ASSIGNMENT ->
Your task is to return all of the entries below exactly, leaving out each picture.

Saved entries
══════════

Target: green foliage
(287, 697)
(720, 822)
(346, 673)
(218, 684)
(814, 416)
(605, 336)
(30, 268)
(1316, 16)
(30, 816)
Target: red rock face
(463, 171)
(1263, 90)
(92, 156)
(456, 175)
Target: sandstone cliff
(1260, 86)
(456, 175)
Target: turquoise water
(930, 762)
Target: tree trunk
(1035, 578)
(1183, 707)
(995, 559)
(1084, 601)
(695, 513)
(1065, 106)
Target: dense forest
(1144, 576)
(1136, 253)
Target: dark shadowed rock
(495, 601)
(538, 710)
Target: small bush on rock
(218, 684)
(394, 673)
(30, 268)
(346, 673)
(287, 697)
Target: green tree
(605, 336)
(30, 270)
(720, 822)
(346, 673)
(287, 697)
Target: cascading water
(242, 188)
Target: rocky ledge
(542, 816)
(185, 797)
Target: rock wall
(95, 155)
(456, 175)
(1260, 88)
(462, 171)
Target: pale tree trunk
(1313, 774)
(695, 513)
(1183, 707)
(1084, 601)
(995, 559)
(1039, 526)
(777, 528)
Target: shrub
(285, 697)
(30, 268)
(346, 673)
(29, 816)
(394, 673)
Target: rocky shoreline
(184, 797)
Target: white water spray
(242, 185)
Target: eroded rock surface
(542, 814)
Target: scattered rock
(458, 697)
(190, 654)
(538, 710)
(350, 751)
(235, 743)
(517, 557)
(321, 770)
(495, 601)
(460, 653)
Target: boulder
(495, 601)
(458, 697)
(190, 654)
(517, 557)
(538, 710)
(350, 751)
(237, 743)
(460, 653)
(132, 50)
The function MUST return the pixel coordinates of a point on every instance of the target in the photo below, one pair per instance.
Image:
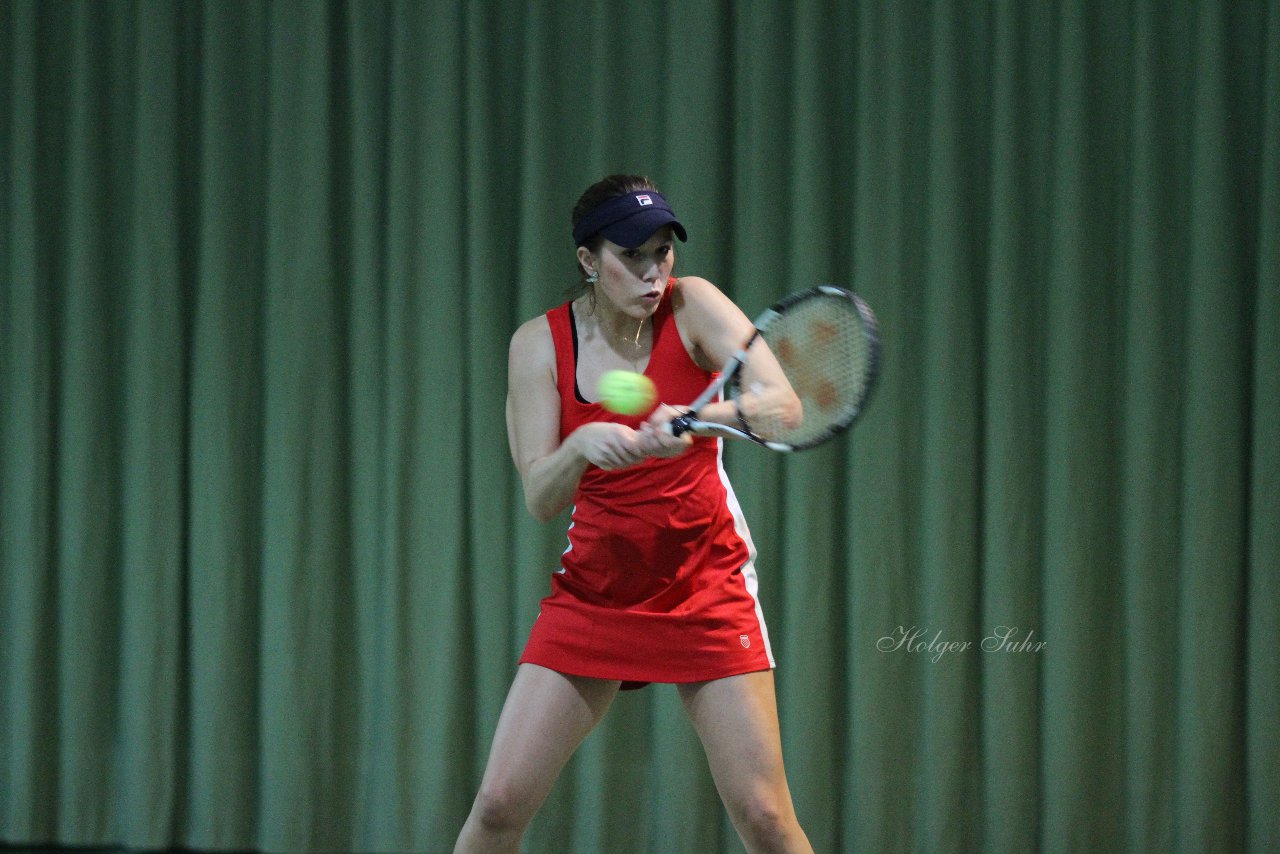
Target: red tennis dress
(658, 581)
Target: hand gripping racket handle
(681, 424)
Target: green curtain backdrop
(265, 562)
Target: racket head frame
(730, 378)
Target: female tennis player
(658, 583)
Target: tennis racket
(827, 342)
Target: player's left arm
(716, 329)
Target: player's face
(634, 279)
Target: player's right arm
(549, 469)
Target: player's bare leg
(545, 717)
(737, 722)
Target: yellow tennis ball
(627, 393)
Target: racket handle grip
(681, 424)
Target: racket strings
(827, 350)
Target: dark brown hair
(598, 193)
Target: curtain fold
(265, 565)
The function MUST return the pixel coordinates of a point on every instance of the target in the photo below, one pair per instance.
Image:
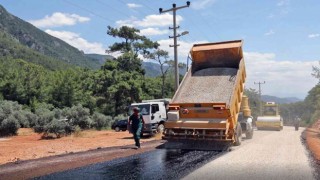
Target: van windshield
(144, 109)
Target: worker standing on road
(137, 123)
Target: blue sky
(281, 37)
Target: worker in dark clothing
(137, 123)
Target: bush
(11, 118)
(31, 118)
(21, 118)
(78, 115)
(101, 121)
(56, 127)
(9, 126)
(44, 117)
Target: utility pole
(259, 83)
(175, 45)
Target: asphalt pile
(208, 85)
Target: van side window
(155, 108)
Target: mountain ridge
(43, 43)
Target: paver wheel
(249, 134)
(238, 135)
(160, 128)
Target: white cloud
(283, 78)
(270, 16)
(270, 32)
(77, 41)
(283, 3)
(58, 19)
(313, 35)
(202, 4)
(153, 31)
(155, 20)
(132, 5)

══════════

EXERCISE SOLUTION ->
Target: green foliage
(287, 697)
(720, 822)
(346, 673)
(218, 684)
(814, 416)
(605, 336)
(30, 268)
(1316, 16)
(30, 816)
Target: red rock face
(463, 171)
(1263, 90)
(92, 156)
(456, 175)
Target: sandstone cliff
(1260, 86)
(456, 175)
Target: turquoise water
(930, 762)
Target: tree trunk
(1035, 578)
(1183, 707)
(995, 559)
(1084, 601)
(695, 513)
(1065, 106)
Target: dense forest
(1144, 576)
(1136, 253)
Target: dark shadowed rock
(495, 601)
(538, 710)
Target: small bush on rock
(218, 684)
(394, 673)
(30, 268)
(346, 673)
(287, 697)
Target: green tree
(605, 336)
(30, 270)
(720, 822)
(346, 673)
(287, 697)
Target: cascading water
(242, 188)
Target: rocky ledge
(542, 816)
(185, 797)
Target: rock wall
(95, 155)
(456, 175)
(1260, 88)
(462, 171)
Target: pale tree trunk
(1313, 774)
(695, 513)
(1183, 707)
(1084, 601)
(995, 559)
(1039, 526)
(777, 528)
Target: shrub
(285, 697)
(30, 268)
(346, 673)
(29, 816)
(394, 673)
Target: rocky shoreline
(184, 797)
Target: white water spray
(242, 185)
Target: eroded rock surface
(542, 814)
Target: scattered rock
(458, 697)
(190, 654)
(538, 710)
(350, 751)
(235, 743)
(517, 557)
(321, 770)
(495, 601)
(460, 653)
Target: boulder
(495, 601)
(458, 697)
(190, 654)
(517, 557)
(538, 710)
(350, 751)
(237, 743)
(460, 653)
(132, 50)
The function MUST return the pixel coordinates of a point on every instance of the target in the photo below, one pair per instance.
Image:
Target: red tennis dress
(658, 581)
Target: hand gripping racket handle
(681, 424)
Target: green curtain backdrop
(265, 562)
Target: racket head frame
(730, 378)
Target: female tennis player
(658, 583)
Target: tennis racket
(827, 342)
Target: player's left arm
(716, 329)
Target: player's face
(634, 279)
Target: player's right arm
(549, 469)
Target: player's bare leg
(545, 717)
(737, 722)
Target: yellow tennis ball
(627, 393)
Target: racket handle grip
(681, 424)
Target: racket strings
(827, 350)
Target: dark brown hair
(598, 193)
Target: curtain fold
(265, 565)
The function MUST return the pixel coordinates of a point on every instance of the target in the photo below, one pair per instance.
Image:
Target: van windshield
(144, 109)
Target: worker standing on road
(137, 123)
Target: blue sky
(281, 37)
Target: worker in dark clothing
(137, 123)
Target: bush
(11, 118)
(31, 118)
(21, 118)
(78, 115)
(101, 121)
(56, 127)
(9, 126)
(44, 117)
Target: utility pole
(259, 83)
(175, 45)
Target: asphalt pile
(208, 85)
Target: van side window
(155, 108)
Target: mountain ridge
(43, 43)
Target: paver wheel
(249, 134)
(238, 135)
(160, 128)
Target: white cloud
(283, 78)
(270, 16)
(270, 32)
(77, 41)
(283, 3)
(58, 19)
(313, 35)
(202, 4)
(153, 31)
(155, 20)
(132, 5)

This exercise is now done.